■ **What is asked**
Render everything from the line containing "# point at: the white trailer" down to the last line as a JSON list of strings, one string per line with blank lines skipped. Omit the pictures.

[Pointing dataset excerpts]
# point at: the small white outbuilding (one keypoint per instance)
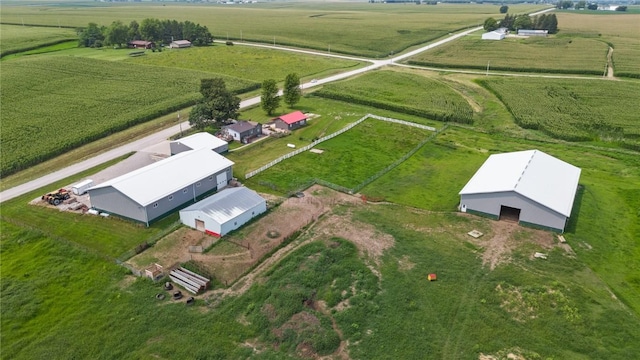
(225, 211)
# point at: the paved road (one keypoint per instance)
(166, 133)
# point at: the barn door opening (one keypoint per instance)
(199, 225)
(509, 214)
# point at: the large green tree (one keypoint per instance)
(217, 105)
(291, 91)
(269, 99)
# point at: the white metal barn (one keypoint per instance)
(225, 211)
(532, 187)
(198, 141)
(158, 189)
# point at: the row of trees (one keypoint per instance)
(158, 31)
(218, 104)
(270, 101)
(547, 22)
(581, 5)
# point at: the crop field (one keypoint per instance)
(246, 62)
(620, 30)
(15, 38)
(347, 160)
(403, 93)
(549, 55)
(589, 110)
(54, 292)
(382, 29)
(53, 104)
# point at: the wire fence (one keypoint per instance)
(331, 136)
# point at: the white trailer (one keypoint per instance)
(82, 187)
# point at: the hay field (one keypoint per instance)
(372, 30)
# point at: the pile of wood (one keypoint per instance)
(189, 280)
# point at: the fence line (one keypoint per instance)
(331, 136)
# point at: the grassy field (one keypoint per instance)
(404, 93)
(382, 29)
(83, 100)
(15, 38)
(618, 29)
(588, 110)
(245, 62)
(549, 55)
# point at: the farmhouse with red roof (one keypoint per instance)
(290, 121)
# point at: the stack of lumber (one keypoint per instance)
(189, 280)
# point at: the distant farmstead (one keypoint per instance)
(156, 190)
(529, 187)
(141, 44)
(225, 211)
(525, 32)
(290, 121)
(178, 44)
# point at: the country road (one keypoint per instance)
(166, 133)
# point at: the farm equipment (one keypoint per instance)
(55, 198)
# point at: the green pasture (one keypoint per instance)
(382, 29)
(404, 93)
(348, 159)
(618, 29)
(535, 54)
(64, 102)
(246, 62)
(574, 110)
(14, 38)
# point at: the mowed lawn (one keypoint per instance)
(619, 29)
(16, 38)
(534, 54)
(246, 62)
(52, 104)
(372, 30)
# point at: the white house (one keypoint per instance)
(530, 187)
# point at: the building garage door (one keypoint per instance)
(222, 180)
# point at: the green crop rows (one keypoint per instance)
(549, 55)
(53, 104)
(573, 110)
(21, 38)
(403, 93)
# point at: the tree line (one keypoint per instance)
(547, 22)
(154, 30)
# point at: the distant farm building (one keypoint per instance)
(179, 44)
(290, 121)
(530, 187)
(498, 34)
(243, 131)
(141, 44)
(225, 211)
(156, 190)
(198, 141)
(525, 32)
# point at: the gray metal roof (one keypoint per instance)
(227, 204)
(153, 182)
(540, 177)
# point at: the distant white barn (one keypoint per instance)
(198, 141)
(225, 211)
(532, 187)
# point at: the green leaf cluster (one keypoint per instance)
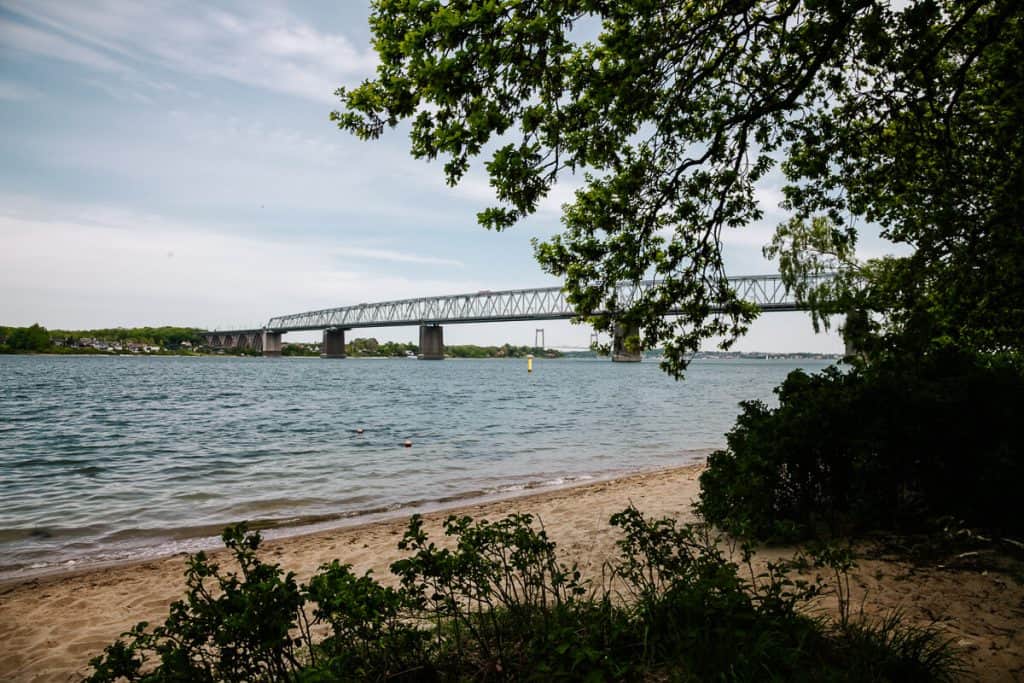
(905, 116)
(34, 338)
(892, 445)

■ **Worked answer**
[
  "# point at: the white trailer (one keypoint per instance)",
  "(82, 187)",
  "# point at: the hay field (one keypoint per instance)",
  "(372, 30)",
  "# point at: the pile of wood (one keypoint per instance)",
  "(189, 280)",
  "# point at: the fence line (one keypoint per instance)",
  "(331, 136)",
  "# point at: the grassy field (one keypoint per instance)",
  "(404, 93)",
  "(382, 29)",
  "(83, 100)",
  "(15, 38)",
  "(618, 29)",
  "(588, 110)",
  "(245, 62)",
  "(549, 55)",
  "# point at: the farmhouse with red roof (one keypoint per instance)",
  "(290, 121)",
  "# point at: the stack of lumber (one keypoint per instance)",
  "(189, 280)",
  "# point at: the distant farmstead (one keypoint per instance)",
  "(156, 190)",
  "(529, 187)",
  "(141, 44)",
  "(225, 211)",
  "(525, 32)",
  "(290, 121)",
  "(178, 44)",
  "# point at: the country road (one keypoint per instance)",
  "(166, 133)",
  "# point at: the farm equipment (one keypoint per instance)",
  "(55, 198)",
  "# point at: the green pasture (one keypoint per instance)",
  "(382, 29)",
  "(404, 93)",
  "(348, 159)",
  "(618, 29)",
  "(535, 54)",
  "(64, 102)",
  "(246, 62)",
  "(574, 110)",
  "(14, 38)",
  "# point at: the mowed lawn (one keypoint per instance)",
  "(619, 29)",
  "(16, 38)",
  "(534, 54)",
  "(246, 62)",
  "(52, 104)",
  "(372, 30)",
  "# point at: the white house (one keypoint per instance)",
  "(530, 187)",
  "# point at: the building garage door (one keypoint per instance)",
  "(222, 180)",
  "# point at: the green crop rows (one keypoint per instance)",
  "(549, 55)",
  "(53, 104)",
  "(573, 110)",
  "(21, 38)",
  "(403, 93)",
  "# point at: the tree line (one keypoint per instance)",
  "(547, 22)",
  "(154, 30)",
  "# point at: the distant farm building (one keypoint per instance)",
  "(179, 44)",
  "(290, 121)",
  "(530, 187)",
  "(498, 34)",
  "(243, 131)",
  "(141, 44)",
  "(225, 211)",
  "(156, 190)",
  "(198, 141)",
  "(525, 32)",
  "# point at: the gray metal roof (one keypoint per instance)",
  "(227, 204)",
  "(153, 182)",
  "(540, 177)",
  "# point at: the distant white barn (one keypoint per instance)",
  "(198, 141)",
  "(225, 211)",
  "(532, 187)",
  "# point at: the green leaf cluster (one keypoint per instance)",
  "(905, 116)",
  "(34, 338)",
  "(892, 445)"
]